» **Assignment**
All entries below need to be written out exactly, but without their pictures.

Collected data entries
※ ※ ※

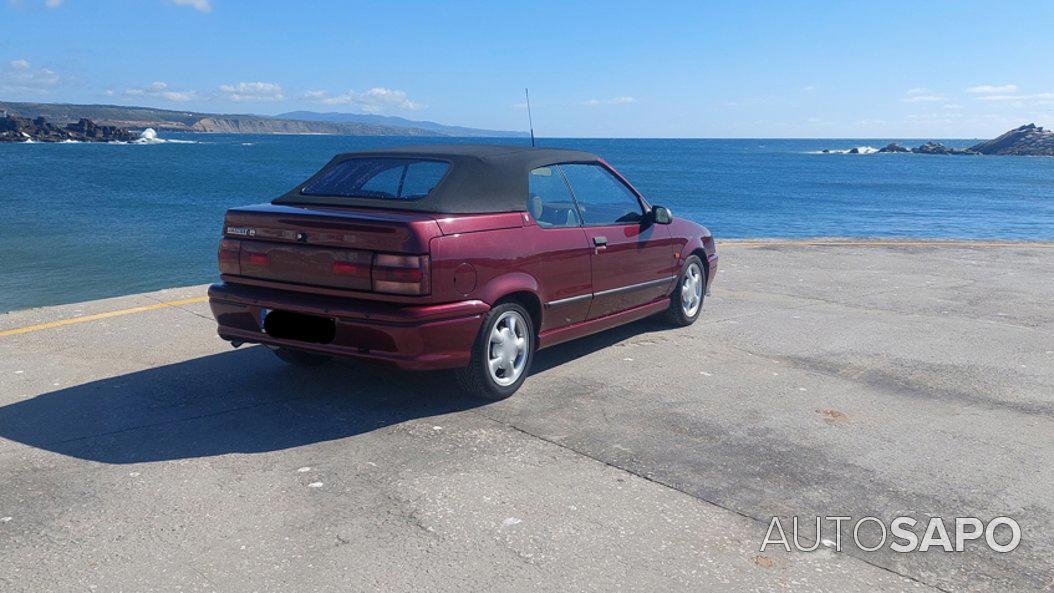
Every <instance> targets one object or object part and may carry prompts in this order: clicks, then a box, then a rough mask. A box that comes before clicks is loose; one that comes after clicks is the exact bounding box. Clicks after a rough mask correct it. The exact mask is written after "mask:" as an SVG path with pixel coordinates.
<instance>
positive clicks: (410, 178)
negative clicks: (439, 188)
mask: <svg viewBox="0 0 1054 593" xmlns="http://www.w3.org/2000/svg"><path fill="white" fill-rule="evenodd" d="M447 166H448V165H447V163H445V162H436V161H428V160H423V161H418V162H411V163H410V164H409V165H408V166H407V170H406V178H405V179H404V180H403V193H402V194H399V197H401V198H409V199H414V198H423V197H425V196H427V195H428V194H429V192H431V191H432V190H434V189H435V185H436V184H438V182H440V179H443V176H444V175H446V173H447Z"/></svg>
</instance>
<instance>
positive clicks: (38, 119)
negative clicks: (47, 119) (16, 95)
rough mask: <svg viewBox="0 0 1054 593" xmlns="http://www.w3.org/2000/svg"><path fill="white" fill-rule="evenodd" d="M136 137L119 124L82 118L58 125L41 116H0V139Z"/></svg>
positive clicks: (123, 140) (99, 140)
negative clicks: (103, 122)
mask: <svg viewBox="0 0 1054 593" xmlns="http://www.w3.org/2000/svg"><path fill="white" fill-rule="evenodd" d="M138 137H139V135H138V134H135V133H133V132H129V131H128V130H125V129H123V127H117V126H114V125H97V124H96V123H95V122H93V121H92V120H90V119H84V118H81V119H80V120H79V121H77V122H76V123H70V124H66V125H65V127H60V126H58V125H54V124H52V123H47V121H46V120H45V119H44V118H43V117H37V118H35V119H25V118H21V117H14V116H11V115H7V114H3V117H0V142H30V141H32V142H131V141H133V140H135V139H137V138H138Z"/></svg>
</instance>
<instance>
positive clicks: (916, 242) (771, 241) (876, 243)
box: [718, 239, 1054, 248]
mask: <svg viewBox="0 0 1054 593" xmlns="http://www.w3.org/2000/svg"><path fill="white" fill-rule="evenodd" d="M722 242H723V243H726V244H729V245H744V246H752V248H753V246H766V245H776V246H795V245H831V246H839V245H845V246H877V248H881V246H894V248H901V246H912V248H942V246H969V248H1054V243H1049V242H1039V241H1036V242H1031V241H1023V242H1001V243H1000V242H992V241H981V240H977V241H793V240H792V241H740V240H736V239H727V240H725V241H720V240H719V241H718V246H719V248H720V246H721V243H722Z"/></svg>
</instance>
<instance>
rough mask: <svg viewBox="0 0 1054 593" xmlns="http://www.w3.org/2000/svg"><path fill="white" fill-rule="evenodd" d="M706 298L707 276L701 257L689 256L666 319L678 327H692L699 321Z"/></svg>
mask: <svg viewBox="0 0 1054 593" xmlns="http://www.w3.org/2000/svg"><path fill="white" fill-rule="evenodd" d="M705 296H706V274H704V273H703V261H702V260H701V259H699V256H695V255H692V256H688V258H687V259H685V260H684V268H683V269H682V270H681V275H680V276H679V277H678V279H677V288H676V289H675V290H674V295H672V296H671V297H670V299H669V310H667V311H666V319H667V320H668V321H669V322H670V323H672V324H675V325H678V327H685V325H690V324H692V323H695V322H696V319H699V314H700V313H701V312H702V311H703V299H704V298H705Z"/></svg>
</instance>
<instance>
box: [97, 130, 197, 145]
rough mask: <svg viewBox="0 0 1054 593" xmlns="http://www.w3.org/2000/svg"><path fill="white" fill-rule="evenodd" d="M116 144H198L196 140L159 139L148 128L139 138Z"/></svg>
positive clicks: (140, 132)
mask: <svg viewBox="0 0 1054 593" xmlns="http://www.w3.org/2000/svg"><path fill="white" fill-rule="evenodd" d="M114 144H197V141H195V140H174V139H171V138H158V137H157V131H156V130H154V129H153V127H148V129H147V130H143V131H142V132H140V133H139V138H137V139H135V140H132V141H131V142H114Z"/></svg>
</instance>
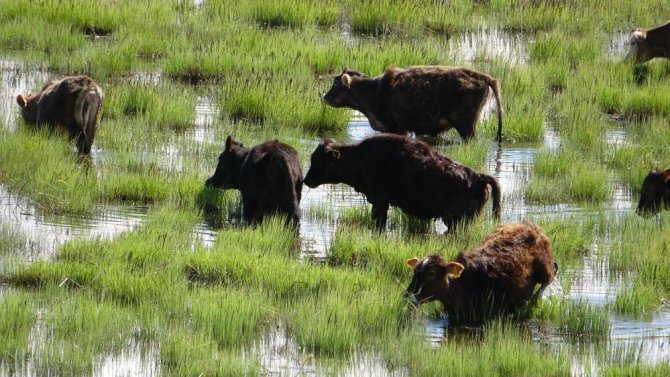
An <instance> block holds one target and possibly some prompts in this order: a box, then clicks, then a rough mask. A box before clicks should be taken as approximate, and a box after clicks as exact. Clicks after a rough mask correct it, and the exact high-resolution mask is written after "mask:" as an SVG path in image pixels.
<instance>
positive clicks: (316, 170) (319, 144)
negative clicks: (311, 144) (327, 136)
mask: <svg viewBox="0 0 670 377" xmlns="http://www.w3.org/2000/svg"><path fill="white" fill-rule="evenodd" d="M340 158H341V152H340V150H339V145H337V144H336V143H335V141H334V140H332V139H324V140H323V141H322V142H321V144H319V146H318V147H316V150H314V152H313V153H312V157H311V159H310V166H309V170H308V171H307V174H305V180H304V181H303V182H304V183H305V184H306V185H307V187H311V188H315V187H318V186H319V185H322V184H324V183H340V182H342V169H341V161H340Z"/></svg>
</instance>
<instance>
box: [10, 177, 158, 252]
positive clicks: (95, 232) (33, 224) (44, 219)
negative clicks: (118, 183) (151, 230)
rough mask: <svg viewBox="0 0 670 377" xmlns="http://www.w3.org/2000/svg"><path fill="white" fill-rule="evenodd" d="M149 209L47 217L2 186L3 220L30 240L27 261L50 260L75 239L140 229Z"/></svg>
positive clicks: (131, 208) (126, 209)
mask: <svg viewBox="0 0 670 377" xmlns="http://www.w3.org/2000/svg"><path fill="white" fill-rule="evenodd" d="M145 216H146V208H135V207H121V206H119V207H111V206H104V207H102V206H101V207H98V208H97V209H96V211H94V214H93V215H92V216H76V215H58V214H45V213H44V212H43V211H41V210H40V209H39V207H37V206H36V205H34V204H33V203H32V202H31V201H30V200H28V199H25V198H22V197H19V196H16V195H13V194H10V193H9V192H8V191H7V189H6V188H5V187H4V186H2V185H0V221H2V222H4V223H7V224H11V226H12V227H14V228H17V229H18V230H20V231H21V232H22V233H23V234H25V235H26V237H27V244H26V250H27V254H26V255H23V256H21V257H22V258H23V261H25V262H31V261H34V260H44V259H49V258H51V257H52V256H53V255H54V252H55V251H56V248H57V247H58V246H60V245H62V244H63V243H65V242H67V241H70V240H73V239H75V238H80V237H83V238H87V239H94V238H103V239H111V238H112V237H114V236H116V235H117V234H119V233H121V232H123V231H128V230H132V229H134V228H136V227H137V226H139V225H140V224H141V223H142V222H143V221H144V218H145Z"/></svg>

※ ※ ※

» **Solution**
Every <instance> targets one object or object part and may carry prompts in this order: clicks, then a box, then a rough mask. A box that comes before clicks is loose; one that comes after clicks is the exact bounding box. Clicks after a rough mask correct it. The exact mask is written after "mask:" as an SVG path with pixel coordinates.
<instance>
positive clicks: (410, 178)
negative clicks: (439, 188)
mask: <svg viewBox="0 0 1054 593" xmlns="http://www.w3.org/2000/svg"><path fill="white" fill-rule="evenodd" d="M447 166H448V165H447V163H445V162H436V161H428V160H423V161H418V162H411V163H410V164H409V165H408V166H407V170H406V178H405V179H404V180H403V193H402V194H399V197H401V198H409V199H414V198H423V197H425V196H427V195H428V194H429V192H431V191H432V190H434V189H435V185H436V184H438V182H440V179H443V176H444V175H446V173H447Z"/></svg>
</instance>
<instance>
positive clicks: (38, 119)
negative clicks: (47, 119) (16, 95)
rough mask: <svg viewBox="0 0 1054 593" xmlns="http://www.w3.org/2000/svg"><path fill="white" fill-rule="evenodd" d="M136 137L119 124L82 118L58 125L41 116H0V139Z"/></svg>
positive clicks: (123, 140) (99, 140)
negative clicks: (103, 122)
mask: <svg viewBox="0 0 1054 593" xmlns="http://www.w3.org/2000/svg"><path fill="white" fill-rule="evenodd" d="M138 137H139V135H138V134H135V133H133V132H129V131H128V130H125V129H123V127H117V126H114V125H97V124H96V123H95V122H93V121H92V120H90V119H84V118H81V119H80V120H79V121H77V122H76V123H70V124H66V125H65V127H60V126H58V125H54V124H52V123H47V121H46V120H45V119H44V118H43V117H37V118H35V119H25V118H21V117H14V116H11V115H7V114H3V117H0V142H30V141H32V142H131V141H133V140H135V139H137V138H138Z"/></svg>
</instance>
<instance>
positive clicks: (916, 242) (771, 241) (876, 243)
box: [718, 239, 1054, 248]
mask: <svg viewBox="0 0 1054 593" xmlns="http://www.w3.org/2000/svg"><path fill="white" fill-rule="evenodd" d="M722 242H723V243H726V244H729V245H744V246H752V248H753V246H766V245H776V246H795V245H831V246H839V245H845V246H877V248H881V246H894V248H901V246H912V248H942V246H969V248H1054V243H1049V242H1039V241H1036V242H1031V241H1023V242H1001V243H1000V242H992V241H981V240H977V241H793V240H792V241H740V240H736V239H727V240H725V241H720V240H719V241H718V246H719V248H720V246H721V243H722Z"/></svg>
</instance>
<instance>
rough mask: <svg viewBox="0 0 1054 593" xmlns="http://www.w3.org/2000/svg"><path fill="white" fill-rule="evenodd" d="M706 298L707 276L701 257L689 256L666 319L678 327H692L699 321Z"/></svg>
mask: <svg viewBox="0 0 1054 593" xmlns="http://www.w3.org/2000/svg"><path fill="white" fill-rule="evenodd" d="M705 296H706V274H704V273H703V261H702V260H701V259H699V256H695V255H692V256H688V258H687V259H685V260H684V268H683V269H682V270H681V275H680V276H679V277H678V279H677V288H676V289H675V290H674V295H672V296H671V297H670V299H669V310H667V311H666V319H667V320H668V321H669V322H670V323H672V324H675V325H678V327H685V325H690V324H692V323H695V322H696V319H699V314H700V313H701V312H702V311H703V299H704V298H705Z"/></svg>
</instance>
<instance>
box: [97, 130, 197, 145]
rough mask: <svg viewBox="0 0 1054 593" xmlns="http://www.w3.org/2000/svg"><path fill="white" fill-rule="evenodd" d="M116 144H198L196 140L159 139L148 128L139 138Z"/></svg>
positive clicks: (140, 132)
mask: <svg viewBox="0 0 1054 593" xmlns="http://www.w3.org/2000/svg"><path fill="white" fill-rule="evenodd" d="M114 144H197V141H195V140H174V139H171V138H158V137H157V131H156V130H154V129H153V127H148V129H147V130H143V131H142V132H140V133H139V138H137V139H135V140H132V141H131V142H114Z"/></svg>
</instance>
An <instance> block holds one target and possibly some prompts in this order: a box, then clicks, then a rough mask. A box before clicks should be taken as approximate, and a box after clicks as exact. Clicks after a rough mask correct it, and the exact high-resolution mask is written after "mask:" as an SVG path in image pixels.
<instance>
positive clicks: (316, 170) (319, 144)
negative clicks: (311, 144) (327, 136)
mask: <svg viewBox="0 0 670 377" xmlns="http://www.w3.org/2000/svg"><path fill="white" fill-rule="evenodd" d="M340 158H341V152H340V150H339V145H337V144H336V143H335V141H334V140H332V139H324V140H323V141H322V142H321V144H319V146H318V147H316V150H314V152H313V153H312V157H311V159H310V166H309V170H308V171H307V174H305V180H304V181H303V182H304V183H305V184H306V185H307V187H311V188H315V187H318V186H319V185H322V184H324V183H340V182H342V169H341V161H340Z"/></svg>
</instance>
<instance>
box: [10, 177, 158, 252]
positive clicks: (95, 232) (33, 224) (44, 219)
negative clicks: (118, 183) (151, 230)
rough mask: <svg viewBox="0 0 670 377" xmlns="http://www.w3.org/2000/svg"><path fill="white" fill-rule="evenodd" d="M149 209L47 217L2 186L3 220L30 240L27 261L50 260L75 239L140 229Z"/></svg>
positive clicks: (131, 208) (126, 209)
mask: <svg viewBox="0 0 670 377" xmlns="http://www.w3.org/2000/svg"><path fill="white" fill-rule="evenodd" d="M145 216H146V208H135V207H121V206H119V207H111V206H104V207H102V206H101V207H98V208H97V209H96V211H94V214H93V215H92V216H76V215H58V214H45V213H44V212H43V211H41V210H40V209H39V207H37V206H36V205H34V204H33V203H32V202H31V201H30V200H28V199H25V198H22V197H19V196H16V195H13V194H10V193H9V192H8V191H7V189H6V188H5V187H4V186H2V185H0V221H2V222H4V223H7V224H11V226H12V227H14V228H17V229H18V230H20V231H21V232H22V233H23V234H25V235H26V237H27V244H26V250H27V254H26V255H23V256H21V257H22V258H23V261H25V262H31V261H34V260H44V259H49V258H51V257H52V256H53V255H54V252H55V251H56V248H57V247H58V246H60V245H62V244H63V243H65V242H67V241H70V240H73V239H75V238H80V237H83V238H87V239H94V238H103V239H111V238H112V237H114V236H116V235H117V234H119V233H121V232H123V231H128V230H132V229H134V228H136V227H137V226H139V225H140V224H141V223H142V222H143V221H144V218H145Z"/></svg>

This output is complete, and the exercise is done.